## Text segment
+++++
Friday 15 February 2019 7:54 am

It’s time we called out the Home Office for its shameful attitude to refugees

Kate Andrews is associate director at the Institute of Economic Affairs.

“There’s no place like home”, Dorothy says, as she taps her red heels together three times and returns to the place she loves.

She’s right. Your home is your shelter, It’s your community, your friends, your local shops and landmarks. It’s dedication and love for your area.

Building a home takes time and investment; familiarity does not set in overnight. Our homes matter equally to us all – to natives, immigrants, and refugees alike.

And so we must not turn a blind eye to the Zimbabwean refugees who are facing threats of rapid deportation back to their home country, after spending years in the UK.

The Guardian splashed the horror story on its front page this week, highlighting the baffling behaviour of the Home Office, which is working to “accelerate the deportation of asylum seekers despite high-profile human rights abuses in the country”.

The paper highlights Victor Mujakachi, one of two people to be detained by the Home Office early this week, who is thought to be scheduled for deportation within days.

Educated in the UK with a post-graduate degree, having lived here for over 10 years, Mujakachi was issued a warrant for his arrest in Zimbabwe after he made comments online about former dictator Robert Mugabe.

Now, he may be forced to abandon what has become his home, despite serious concerns for his safety if he were made to return to his country of origin.

The Guardian also highlights the tactics used by the Home Office when assessing refugee status.

“Over the last few months, Zimbabweans across the UK have been asked to attend interviews at Home Office centres,” it reports. “When they attended, they found Zimbabwean government officials waiting to interview them.”

Such tactics are not only intimidating, but also threatening.

I give a lot of credit to the current home secretary Sajid Javid, who – in less than a year – has brought a more reasoned and less populist approach to the Home Office compared to the previous decade.
+++++
## Entries supplied
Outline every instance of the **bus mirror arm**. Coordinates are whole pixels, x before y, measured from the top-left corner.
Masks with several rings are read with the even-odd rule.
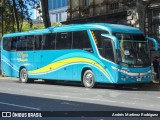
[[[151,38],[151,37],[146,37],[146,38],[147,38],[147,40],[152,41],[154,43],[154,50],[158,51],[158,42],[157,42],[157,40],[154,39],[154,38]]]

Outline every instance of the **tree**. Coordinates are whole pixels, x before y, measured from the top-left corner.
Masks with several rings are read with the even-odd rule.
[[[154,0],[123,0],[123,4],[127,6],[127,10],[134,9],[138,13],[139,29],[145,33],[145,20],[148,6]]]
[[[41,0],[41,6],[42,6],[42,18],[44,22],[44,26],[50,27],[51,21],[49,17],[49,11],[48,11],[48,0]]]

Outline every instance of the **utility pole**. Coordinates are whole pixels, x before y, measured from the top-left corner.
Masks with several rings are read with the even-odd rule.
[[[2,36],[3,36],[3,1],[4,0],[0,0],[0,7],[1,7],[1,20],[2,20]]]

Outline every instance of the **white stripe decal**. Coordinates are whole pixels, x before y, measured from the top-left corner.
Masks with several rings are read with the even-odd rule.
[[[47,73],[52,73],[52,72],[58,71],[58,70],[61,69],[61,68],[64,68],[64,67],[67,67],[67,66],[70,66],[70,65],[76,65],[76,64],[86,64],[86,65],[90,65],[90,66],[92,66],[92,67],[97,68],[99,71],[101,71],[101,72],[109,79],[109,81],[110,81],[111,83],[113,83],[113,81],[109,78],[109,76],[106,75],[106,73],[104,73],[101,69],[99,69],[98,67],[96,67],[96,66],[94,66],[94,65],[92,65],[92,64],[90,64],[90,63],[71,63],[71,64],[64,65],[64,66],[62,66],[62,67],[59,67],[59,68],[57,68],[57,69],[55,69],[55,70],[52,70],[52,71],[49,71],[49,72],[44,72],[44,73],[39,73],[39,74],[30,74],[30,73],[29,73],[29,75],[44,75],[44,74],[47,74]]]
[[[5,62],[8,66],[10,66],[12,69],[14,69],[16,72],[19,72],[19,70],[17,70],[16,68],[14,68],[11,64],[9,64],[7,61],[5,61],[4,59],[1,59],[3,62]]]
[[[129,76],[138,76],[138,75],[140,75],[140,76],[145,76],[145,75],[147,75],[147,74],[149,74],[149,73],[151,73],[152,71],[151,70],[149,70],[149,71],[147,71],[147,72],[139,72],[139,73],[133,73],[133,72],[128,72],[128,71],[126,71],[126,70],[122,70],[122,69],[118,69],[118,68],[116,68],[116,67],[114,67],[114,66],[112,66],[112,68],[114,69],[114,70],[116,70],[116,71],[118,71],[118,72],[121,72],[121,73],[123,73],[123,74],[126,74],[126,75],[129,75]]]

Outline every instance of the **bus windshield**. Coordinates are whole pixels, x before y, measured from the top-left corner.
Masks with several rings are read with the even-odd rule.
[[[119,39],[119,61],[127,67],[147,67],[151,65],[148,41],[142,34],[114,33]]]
+++++
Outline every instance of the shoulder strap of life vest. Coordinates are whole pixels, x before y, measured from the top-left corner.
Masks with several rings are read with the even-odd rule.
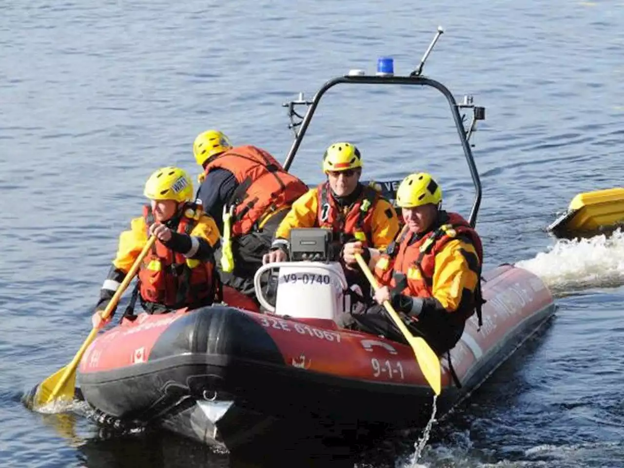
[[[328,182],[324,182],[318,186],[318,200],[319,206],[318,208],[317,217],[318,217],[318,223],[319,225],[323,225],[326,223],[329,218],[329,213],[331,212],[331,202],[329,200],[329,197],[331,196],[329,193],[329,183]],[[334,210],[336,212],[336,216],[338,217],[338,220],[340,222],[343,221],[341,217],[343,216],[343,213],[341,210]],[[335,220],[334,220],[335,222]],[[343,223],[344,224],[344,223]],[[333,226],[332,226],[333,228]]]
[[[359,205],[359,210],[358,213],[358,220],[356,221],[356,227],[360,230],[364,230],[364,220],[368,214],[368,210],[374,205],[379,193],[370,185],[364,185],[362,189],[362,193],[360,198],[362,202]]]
+++++
Rewrite the article on the Home Office and refugees between "And so we must" and "dictator Robert Mugabe.", inclusive, putting "removal" wherever "deportation" appears.

## Task answer
And so we must not turn a blind eye to the Zimbabwean refugees who are facing threats of rapid removal back to their home country, after spending years in the UK.

The Guardian splashed the horror story on its front page this week, highlighting the baffling behaviour of the Home Office, which is working to “accelerate the removal of asylum seekers despite high-profile human rights abuses in the country”.

The paper highlights Victor Mujakachi, one of two people to be detained by the Home Office early this week, who is thought to be scheduled for removal within days.

Educated in the UK with a post-graduate degree, having lived here for over 10 years, Mujakachi was issued a warrant for his arrest in Zimbabwe after he made comments online about former dictator Robert Mugabe.